**DIRECTIONS**:
A) In the piece on how parents ruin music for their children, which band soundtracked every car journey?
B) Revise a passage of the piece on how parents ruin music for their children. Rewrite it starting with "Classic rock on" and going on through "spent in Homebase.", with "steering wheel" changed to "dashboard".

RUINING music for your children with terrible songs at formative moments is an important part of parenting. How did your parents do it?
New age music for important conversations
Meeting your dad’s new, younger girlfriend to the tones of Enya’s Orinoco Flow was probably intended to be soothing but instead left you with a virulent hatred of anything ‘spiritual’, as well as a festering dislike of your stepmum that continues to this day.
Folk music for Sunday evenings
Sunday evenings were made infinitely worse with the addition of the kind of folk music where every stringed instrument in existence is being played at once. For your parents it recalled the mellow days before Dylan went electric and they smoked jazz cigarettes. For you, it was tantamount to child abuse.
Classic rock on long car journeys
Every car journey would be soundtracked by Fleetwood Mac with your dad drumming on the steering wheel like a tenth-rate Phil Collins. Now you are old enough to realise Rumours is a classic, but can’t listen to it without flashbacks to the existential ennui of a Saturday afternoon spent in Homebase.
Jazz music in the evenings
Before you were allowed out, you had to listen to whatever your parents played to lay the groundwork for the sex at least one of them was hoping to have that night. If this was jazz, you are probably disturbed enough to have a therapist on speed dial.
No music
If you grew up in a house where the Archers’ theme tune was the closest you came to music, then your parents’ tuneless world was the ultimate sacrifice they made. Unfortunately, you are now f**king up your children instead by putting on Born Slippy and raving around the kitchen.

**SUPPLIED DATA**:
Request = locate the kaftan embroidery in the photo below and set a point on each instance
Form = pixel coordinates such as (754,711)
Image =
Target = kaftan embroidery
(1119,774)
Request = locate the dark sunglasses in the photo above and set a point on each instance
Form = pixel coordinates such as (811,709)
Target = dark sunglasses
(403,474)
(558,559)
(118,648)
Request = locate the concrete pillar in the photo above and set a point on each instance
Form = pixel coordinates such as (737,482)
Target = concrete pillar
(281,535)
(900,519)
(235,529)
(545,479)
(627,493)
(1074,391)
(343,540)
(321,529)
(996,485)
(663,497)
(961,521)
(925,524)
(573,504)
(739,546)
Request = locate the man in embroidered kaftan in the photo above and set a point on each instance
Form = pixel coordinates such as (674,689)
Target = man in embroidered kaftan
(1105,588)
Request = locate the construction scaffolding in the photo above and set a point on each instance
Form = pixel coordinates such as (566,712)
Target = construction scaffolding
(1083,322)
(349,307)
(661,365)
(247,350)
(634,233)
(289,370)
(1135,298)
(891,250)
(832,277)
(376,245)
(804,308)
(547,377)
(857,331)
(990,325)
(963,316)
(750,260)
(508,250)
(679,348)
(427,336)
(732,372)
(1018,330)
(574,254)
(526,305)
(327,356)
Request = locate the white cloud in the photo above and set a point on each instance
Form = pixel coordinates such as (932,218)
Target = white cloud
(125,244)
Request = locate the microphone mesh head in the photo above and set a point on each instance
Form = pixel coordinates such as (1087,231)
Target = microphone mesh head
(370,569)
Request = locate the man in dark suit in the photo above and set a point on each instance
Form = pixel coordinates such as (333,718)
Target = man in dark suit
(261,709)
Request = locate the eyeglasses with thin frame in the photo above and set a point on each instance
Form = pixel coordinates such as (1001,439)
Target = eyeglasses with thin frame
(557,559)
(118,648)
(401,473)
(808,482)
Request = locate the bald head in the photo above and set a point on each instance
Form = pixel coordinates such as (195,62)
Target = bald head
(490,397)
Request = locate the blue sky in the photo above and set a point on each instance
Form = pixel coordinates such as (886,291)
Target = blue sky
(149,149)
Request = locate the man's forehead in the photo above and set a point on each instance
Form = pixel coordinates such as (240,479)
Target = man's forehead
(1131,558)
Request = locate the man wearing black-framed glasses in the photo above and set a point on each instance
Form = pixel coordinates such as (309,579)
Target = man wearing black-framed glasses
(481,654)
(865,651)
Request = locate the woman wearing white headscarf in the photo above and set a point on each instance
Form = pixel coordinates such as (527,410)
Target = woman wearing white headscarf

**SOLUTION LIST**:
A) Fleetwood Mac

B)
Classic rock on long car journeys
Every car journey would be soundtracked by Fleetwood Mac with your dad drumming on the dashboard like a tenth-rate Phil Collins. Now you are old enough to realise Rumours is a classic, but can’t listen to it without flashbacks to the existential ennui of a Saturday afternoon spent in Homebase.